# REQUEST
Gather each line of the material below that contains the string "wooden", and copy those lines; matching is case-sensitive.

# DATA TO USE
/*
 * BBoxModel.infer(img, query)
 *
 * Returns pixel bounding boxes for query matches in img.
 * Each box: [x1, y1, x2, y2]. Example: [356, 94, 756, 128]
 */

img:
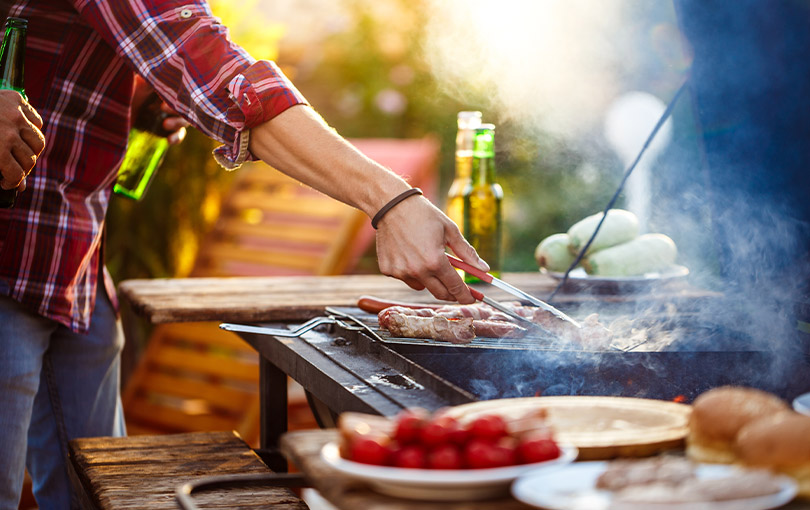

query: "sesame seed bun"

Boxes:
[734, 412, 810, 499]
[686, 386, 792, 463]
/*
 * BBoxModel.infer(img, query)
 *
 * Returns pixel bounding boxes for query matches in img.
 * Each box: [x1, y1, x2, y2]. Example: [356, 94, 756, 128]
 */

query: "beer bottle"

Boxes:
[113, 92, 171, 200]
[464, 124, 503, 283]
[0, 18, 28, 209]
[447, 112, 481, 233]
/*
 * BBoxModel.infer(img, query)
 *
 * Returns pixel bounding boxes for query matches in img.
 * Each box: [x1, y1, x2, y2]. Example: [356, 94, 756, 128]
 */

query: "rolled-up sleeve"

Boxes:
[75, 0, 306, 169]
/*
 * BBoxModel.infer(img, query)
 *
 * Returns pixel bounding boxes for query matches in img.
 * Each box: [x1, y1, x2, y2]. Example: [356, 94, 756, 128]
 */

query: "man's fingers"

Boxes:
[166, 128, 186, 145]
[20, 101, 42, 130]
[20, 119, 45, 156]
[0, 157, 25, 189]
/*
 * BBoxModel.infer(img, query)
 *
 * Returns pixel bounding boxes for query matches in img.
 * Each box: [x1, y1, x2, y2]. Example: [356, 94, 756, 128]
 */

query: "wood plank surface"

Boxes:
[70, 432, 307, 510]
[281, 429, 529, 510]
[119, 272, 717, 324]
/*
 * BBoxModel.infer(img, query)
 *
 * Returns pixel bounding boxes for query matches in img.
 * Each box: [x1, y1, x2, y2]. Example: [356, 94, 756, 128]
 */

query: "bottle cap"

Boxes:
[6, 17, 28, 28]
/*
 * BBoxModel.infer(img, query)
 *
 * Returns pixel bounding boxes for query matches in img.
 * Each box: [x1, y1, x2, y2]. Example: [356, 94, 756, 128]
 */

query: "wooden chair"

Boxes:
[123, 138, 439, 446]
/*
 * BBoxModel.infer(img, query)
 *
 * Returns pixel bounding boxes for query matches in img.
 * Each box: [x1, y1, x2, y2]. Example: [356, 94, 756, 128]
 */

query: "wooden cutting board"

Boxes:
[442, 396, 692, 460]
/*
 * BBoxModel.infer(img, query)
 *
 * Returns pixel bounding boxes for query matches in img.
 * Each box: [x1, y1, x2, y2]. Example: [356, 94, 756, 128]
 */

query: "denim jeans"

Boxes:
[0, 285, 125, 510]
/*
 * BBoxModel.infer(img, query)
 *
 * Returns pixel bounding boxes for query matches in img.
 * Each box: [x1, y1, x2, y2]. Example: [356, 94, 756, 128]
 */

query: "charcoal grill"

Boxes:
[223, 298, 808, 454]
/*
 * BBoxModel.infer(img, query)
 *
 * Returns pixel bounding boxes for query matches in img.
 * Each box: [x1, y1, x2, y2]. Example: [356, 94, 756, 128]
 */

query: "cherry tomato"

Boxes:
[392, 444, 427, 469]
[464, 439, 506, 469]
[428, 444, 464, 469]
[467, 414, 507, 441]
[350, 437, 391, 466]
[394, 411, 427, 444]
[517, 436, 560, 464]
[419, 416, 461, 447]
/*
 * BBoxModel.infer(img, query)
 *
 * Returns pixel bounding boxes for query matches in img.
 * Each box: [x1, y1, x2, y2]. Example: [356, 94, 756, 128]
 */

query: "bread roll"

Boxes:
[734, 412, 810, 499]
[686, 386, 792, 464]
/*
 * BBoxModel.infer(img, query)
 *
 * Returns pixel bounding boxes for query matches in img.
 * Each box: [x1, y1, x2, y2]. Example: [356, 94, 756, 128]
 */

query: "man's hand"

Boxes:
[377, 196, 489, 304]
[0, 90, 45, 191]
[130, 75, 191, 145]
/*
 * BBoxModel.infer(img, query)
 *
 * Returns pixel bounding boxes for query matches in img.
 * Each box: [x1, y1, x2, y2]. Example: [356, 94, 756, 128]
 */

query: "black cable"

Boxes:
[546, 78, 689, 302]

# ANSWER TO THIS EXERCISE
query: "wooden chair"
query: "wooden cutting board"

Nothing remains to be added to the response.